Exercise data —
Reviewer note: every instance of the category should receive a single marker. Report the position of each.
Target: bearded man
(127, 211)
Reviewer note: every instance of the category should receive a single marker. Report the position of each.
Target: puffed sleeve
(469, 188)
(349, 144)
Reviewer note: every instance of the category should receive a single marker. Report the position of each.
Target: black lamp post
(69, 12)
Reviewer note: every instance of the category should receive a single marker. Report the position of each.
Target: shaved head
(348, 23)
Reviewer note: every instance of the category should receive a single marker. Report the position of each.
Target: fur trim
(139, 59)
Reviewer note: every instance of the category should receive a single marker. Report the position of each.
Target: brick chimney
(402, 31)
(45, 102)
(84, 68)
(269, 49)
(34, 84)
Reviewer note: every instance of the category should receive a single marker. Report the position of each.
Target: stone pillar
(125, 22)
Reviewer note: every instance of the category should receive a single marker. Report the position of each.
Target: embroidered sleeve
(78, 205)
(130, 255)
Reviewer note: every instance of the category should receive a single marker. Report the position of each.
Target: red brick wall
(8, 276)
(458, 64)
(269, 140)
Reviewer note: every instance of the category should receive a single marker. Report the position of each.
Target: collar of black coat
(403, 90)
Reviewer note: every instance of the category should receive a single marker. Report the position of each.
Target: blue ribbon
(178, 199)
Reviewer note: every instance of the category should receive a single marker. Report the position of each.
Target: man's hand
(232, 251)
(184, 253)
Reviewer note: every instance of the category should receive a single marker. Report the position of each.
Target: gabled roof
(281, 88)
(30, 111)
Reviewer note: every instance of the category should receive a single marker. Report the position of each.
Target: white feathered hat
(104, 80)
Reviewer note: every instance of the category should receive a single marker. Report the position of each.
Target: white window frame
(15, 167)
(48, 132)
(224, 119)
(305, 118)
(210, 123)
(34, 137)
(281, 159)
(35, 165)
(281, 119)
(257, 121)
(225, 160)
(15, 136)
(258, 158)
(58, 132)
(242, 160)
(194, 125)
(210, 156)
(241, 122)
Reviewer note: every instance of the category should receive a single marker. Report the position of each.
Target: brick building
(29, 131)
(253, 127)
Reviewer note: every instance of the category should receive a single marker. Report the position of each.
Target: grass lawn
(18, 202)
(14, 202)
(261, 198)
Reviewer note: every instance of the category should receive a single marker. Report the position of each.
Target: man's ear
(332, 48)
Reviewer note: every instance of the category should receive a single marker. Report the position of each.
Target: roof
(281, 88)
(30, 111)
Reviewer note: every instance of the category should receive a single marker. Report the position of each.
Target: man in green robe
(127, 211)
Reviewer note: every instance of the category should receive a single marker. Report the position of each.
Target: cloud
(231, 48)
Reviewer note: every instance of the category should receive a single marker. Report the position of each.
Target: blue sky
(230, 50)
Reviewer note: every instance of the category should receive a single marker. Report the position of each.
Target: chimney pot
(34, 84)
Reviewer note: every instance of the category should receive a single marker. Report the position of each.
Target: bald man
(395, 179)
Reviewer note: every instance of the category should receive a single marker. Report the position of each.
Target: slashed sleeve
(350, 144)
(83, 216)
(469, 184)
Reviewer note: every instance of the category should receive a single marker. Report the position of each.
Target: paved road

* * *

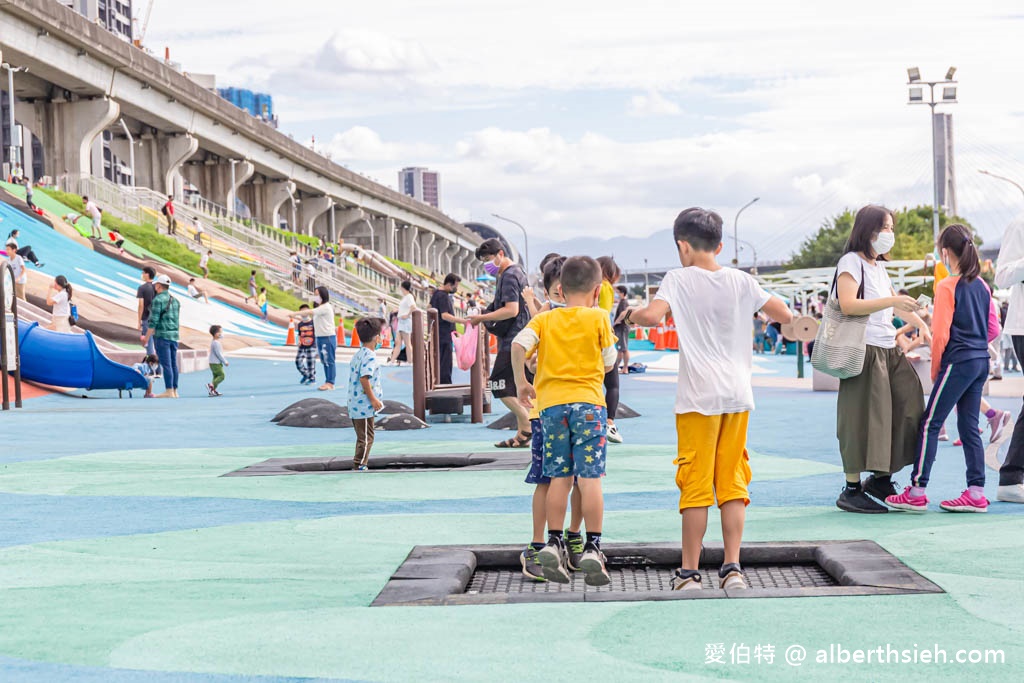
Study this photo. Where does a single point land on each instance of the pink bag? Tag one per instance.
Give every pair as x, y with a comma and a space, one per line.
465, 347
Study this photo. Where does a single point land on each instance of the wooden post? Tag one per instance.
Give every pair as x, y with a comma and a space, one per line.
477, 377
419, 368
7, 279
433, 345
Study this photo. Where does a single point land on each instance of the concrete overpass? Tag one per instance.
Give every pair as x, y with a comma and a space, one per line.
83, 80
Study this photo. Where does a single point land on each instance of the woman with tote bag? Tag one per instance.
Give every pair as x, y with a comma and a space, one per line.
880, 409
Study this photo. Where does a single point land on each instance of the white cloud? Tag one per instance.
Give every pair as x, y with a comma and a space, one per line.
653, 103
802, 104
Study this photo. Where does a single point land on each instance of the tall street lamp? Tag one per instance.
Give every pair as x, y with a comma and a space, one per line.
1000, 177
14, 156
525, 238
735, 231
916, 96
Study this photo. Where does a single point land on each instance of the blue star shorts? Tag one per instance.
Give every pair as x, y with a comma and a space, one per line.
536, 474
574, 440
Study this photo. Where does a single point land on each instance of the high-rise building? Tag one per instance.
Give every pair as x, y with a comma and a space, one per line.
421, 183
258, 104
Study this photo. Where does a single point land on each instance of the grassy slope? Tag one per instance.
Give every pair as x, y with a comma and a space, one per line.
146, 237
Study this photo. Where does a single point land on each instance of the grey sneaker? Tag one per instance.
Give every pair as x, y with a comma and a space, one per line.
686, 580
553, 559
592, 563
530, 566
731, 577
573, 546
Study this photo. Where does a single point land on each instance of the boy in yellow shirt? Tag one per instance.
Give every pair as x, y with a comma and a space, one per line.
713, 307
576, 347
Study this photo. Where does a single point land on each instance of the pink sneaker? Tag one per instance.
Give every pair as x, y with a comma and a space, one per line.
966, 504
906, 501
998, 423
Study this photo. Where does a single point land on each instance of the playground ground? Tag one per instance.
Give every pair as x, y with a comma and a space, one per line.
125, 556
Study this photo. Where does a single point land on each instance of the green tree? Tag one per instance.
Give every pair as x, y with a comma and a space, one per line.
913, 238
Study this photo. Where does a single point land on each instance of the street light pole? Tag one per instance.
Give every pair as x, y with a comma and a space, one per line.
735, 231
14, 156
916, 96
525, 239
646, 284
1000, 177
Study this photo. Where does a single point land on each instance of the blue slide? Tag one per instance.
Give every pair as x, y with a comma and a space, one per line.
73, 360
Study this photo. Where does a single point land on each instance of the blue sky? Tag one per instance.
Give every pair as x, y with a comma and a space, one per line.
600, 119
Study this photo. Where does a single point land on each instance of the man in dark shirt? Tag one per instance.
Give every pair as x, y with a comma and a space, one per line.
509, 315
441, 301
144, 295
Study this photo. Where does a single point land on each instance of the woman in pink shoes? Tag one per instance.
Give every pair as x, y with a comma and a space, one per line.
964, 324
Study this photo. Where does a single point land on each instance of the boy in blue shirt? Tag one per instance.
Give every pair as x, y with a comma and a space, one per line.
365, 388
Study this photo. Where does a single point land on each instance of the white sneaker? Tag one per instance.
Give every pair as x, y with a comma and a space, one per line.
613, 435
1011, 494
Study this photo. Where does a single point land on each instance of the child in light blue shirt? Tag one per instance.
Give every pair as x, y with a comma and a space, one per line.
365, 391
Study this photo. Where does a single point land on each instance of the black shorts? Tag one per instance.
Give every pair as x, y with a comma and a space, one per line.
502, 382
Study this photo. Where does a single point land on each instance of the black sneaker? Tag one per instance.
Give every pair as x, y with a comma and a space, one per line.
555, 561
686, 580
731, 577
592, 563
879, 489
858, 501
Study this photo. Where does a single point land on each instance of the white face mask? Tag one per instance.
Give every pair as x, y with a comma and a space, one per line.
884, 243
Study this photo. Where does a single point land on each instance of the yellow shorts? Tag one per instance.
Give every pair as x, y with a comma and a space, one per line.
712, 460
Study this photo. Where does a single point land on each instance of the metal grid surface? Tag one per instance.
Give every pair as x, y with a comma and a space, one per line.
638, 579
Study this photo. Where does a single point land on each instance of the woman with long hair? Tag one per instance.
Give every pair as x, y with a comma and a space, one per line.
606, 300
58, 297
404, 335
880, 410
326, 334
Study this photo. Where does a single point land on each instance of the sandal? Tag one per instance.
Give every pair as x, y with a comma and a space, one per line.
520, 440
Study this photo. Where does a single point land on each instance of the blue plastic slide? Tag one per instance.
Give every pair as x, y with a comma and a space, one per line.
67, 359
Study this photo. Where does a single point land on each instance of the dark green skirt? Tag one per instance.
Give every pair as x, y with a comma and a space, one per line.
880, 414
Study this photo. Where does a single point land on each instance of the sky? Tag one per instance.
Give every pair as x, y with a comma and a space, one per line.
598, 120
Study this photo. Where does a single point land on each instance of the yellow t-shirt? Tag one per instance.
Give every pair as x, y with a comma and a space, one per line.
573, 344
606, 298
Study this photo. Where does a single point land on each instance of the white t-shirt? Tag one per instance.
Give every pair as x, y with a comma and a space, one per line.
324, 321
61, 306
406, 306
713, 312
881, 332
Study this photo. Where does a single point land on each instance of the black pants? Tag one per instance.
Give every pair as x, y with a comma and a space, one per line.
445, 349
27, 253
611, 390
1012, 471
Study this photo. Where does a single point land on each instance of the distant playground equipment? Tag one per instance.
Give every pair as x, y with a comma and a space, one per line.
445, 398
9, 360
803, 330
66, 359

* * *

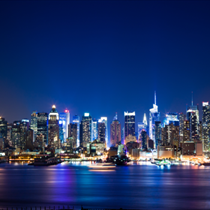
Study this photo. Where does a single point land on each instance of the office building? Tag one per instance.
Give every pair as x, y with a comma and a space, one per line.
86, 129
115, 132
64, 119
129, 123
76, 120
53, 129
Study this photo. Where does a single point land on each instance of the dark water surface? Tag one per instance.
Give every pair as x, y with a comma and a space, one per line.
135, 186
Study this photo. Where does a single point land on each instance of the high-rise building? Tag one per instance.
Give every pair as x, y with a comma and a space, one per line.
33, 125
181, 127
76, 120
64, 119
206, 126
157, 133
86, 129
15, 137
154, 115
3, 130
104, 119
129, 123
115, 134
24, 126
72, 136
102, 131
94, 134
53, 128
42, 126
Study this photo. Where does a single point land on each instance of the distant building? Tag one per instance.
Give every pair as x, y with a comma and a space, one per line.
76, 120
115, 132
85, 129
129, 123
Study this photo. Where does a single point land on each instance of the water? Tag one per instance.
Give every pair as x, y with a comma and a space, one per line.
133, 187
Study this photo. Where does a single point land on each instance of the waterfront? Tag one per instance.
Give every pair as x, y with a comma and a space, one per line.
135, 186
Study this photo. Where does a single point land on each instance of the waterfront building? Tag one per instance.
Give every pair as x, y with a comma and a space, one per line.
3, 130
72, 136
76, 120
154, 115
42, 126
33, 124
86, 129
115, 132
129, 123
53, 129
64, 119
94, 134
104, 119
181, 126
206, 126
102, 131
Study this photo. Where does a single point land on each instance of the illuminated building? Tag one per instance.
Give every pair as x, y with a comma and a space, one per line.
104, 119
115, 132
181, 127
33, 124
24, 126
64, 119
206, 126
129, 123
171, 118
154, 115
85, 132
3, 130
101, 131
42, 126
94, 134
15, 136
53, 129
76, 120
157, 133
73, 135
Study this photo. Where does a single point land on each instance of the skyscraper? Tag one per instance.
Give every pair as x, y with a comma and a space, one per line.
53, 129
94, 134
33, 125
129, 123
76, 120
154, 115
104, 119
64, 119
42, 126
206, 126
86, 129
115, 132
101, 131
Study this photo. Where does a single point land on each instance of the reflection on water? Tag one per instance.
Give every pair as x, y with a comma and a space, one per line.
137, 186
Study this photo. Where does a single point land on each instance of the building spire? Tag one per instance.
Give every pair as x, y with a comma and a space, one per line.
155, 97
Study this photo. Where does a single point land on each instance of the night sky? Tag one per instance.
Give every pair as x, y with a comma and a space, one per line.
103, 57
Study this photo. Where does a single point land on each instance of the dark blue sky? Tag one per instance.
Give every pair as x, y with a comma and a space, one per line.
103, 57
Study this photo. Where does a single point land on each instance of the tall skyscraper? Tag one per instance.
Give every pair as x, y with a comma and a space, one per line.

Your task — Look above for the line containing "blue slide? Tag one per instance." and the line containing "black sneaker? Tag one per instance.". Transcribe both, with the lines between them, exactly.

Reply —
Study this photo. Where does a single point land on each instance of the blue slide? Tag one per instance.
Give every pair as x, y with a comma and a space, one per line.
73, 360
Study this photo. Where does a single point land on each instance of the blue sky? Tag one per instance.
Give every pair as x, y with a comma and a space, one per line.
600, 119
Study this photo. Where does a single point land on each instance of the man in dark shirt? Tag one per instance.
Give every pair as x, y with a comma and a space, one per line.
509, 315
441, 301
144, 295
Study this photo. Where does a single point land on each instance of the woman in pink shoes? Tag one per instance.
Give every pair as x, y with a comma and a space, one per line.
964, 324
Study this photo. Where does a single point land on each instance of the boy in blue shirt? Tag one per instance.
Give every pair as x, y with a comma and a space, one per line.
365, 388
Study this photo. Where does a single point land on each instance of the white sneaker? Tag one per instance.
Give every pair as x, y with a comma and a space, one per line.
613, 435
1011, 494
Study this photo. Where does a single point land on each instance of the child in light blue shirt? Tag one per instance.
Give every pair as x, y with a comma and a space, one per line.
365, 391
Study this photo. Where does a single point land on each instance of the black shorts? Tag one per instance.
Give every pair as x, y with a comma and a space, one per line.
502, 382
Study this photo. Where does a single point land on each instance of the black sneaker? Tag one per instance.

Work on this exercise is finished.